[Request 1] Condense the paragraph beginning "Early in my separation" in the text on parental alienation below into a short bulleted list that keeps its main facts.
--- START Text to read ---
Your children learn that in order to get love from their father (or mother, if she’s the alienator), they must agree with their constant complaints of their other parent. While the alienating parent is washing out the brain of the child’s good memories of the target parent, he is replacing them with negatives, including lies. It doesn’t take long for the child to believe these lies and misrepresented facts as the new truth. It’s their new reality.

That said, I’ve explained the basic premise of PA in an earlier post, but now I will try to explore the actual reasons for it. I use the father as an example here, but of course, mothers can play this game equally well.

Before I get into that I want to share a personal story:

Early in my separation, my ex and I had agreed on shared parenting.  One evening, I made a routine phone call to my children. It was a call I would normally make once a week to double check their return time (to my house etc). What happened was strange. My son was a little bit distant on the telephone. My daughter was even more so (she is two years older than my son who was 11 at the time). In any event, the call would be ominous.

They were due to return to my house in a few days but my son asked if it was okay to stay with his dad because dad wanted to take them on a ski trip. These requests for them to stay with their dad longer than the shared parenting schedule we had set was becoming annoyingly typical.

I said no, I’m really sorry but I’m really looking forward to seeing you and I don’t want to change plans at the last minute. It’s really important to me that you and your sister come to my house on the scheduled time. “ I finished with something like “Maybe your dad can take you on the next weekend, during your time with him?” I was playing the bad guy, yet again in not allowing them to stay with their dad for whatever special event he had planned for them. If I agreed to everything though, I wouldn’t see my kids at all.
--- END Text to read ---
--- START Information provided ---
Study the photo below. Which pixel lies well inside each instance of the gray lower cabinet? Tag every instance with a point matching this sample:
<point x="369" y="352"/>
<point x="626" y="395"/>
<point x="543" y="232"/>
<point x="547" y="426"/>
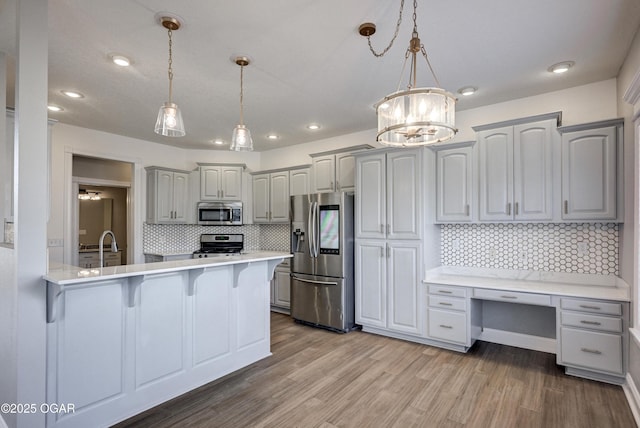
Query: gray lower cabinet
<point x="448" y="315"/>
<point x="592" y="338"/>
--- END Information provided ---
[Request 2] Repeat the rows above with "instance" swapped for "occurrence" and nothing else changed, omitting the picture.

[Task result 1]
- Early in the separation, the narrator and the ex had agreed on shared parenting.
- One evening, the narrator made the usual weekly phone call to the children to confirm their return time.
- The son, then 11, seemed a little distant, and the daughter, two years older, seemed even more so.
- The call would turn out to be ominous.

[Task result 2]
Study the photo below. Which pixel lies well inside each occurrence of the gray lower cabinet? Tag every occurrence with a point matching this sample:
<point x="369" y="352"/>
<point x="626" y="395"/>
<point x="543" y="232"/>
<point x="547" y="426"/>
Query: gray lower cabinet
<point x="448" y="315"/>
<point x="592" y="338"/>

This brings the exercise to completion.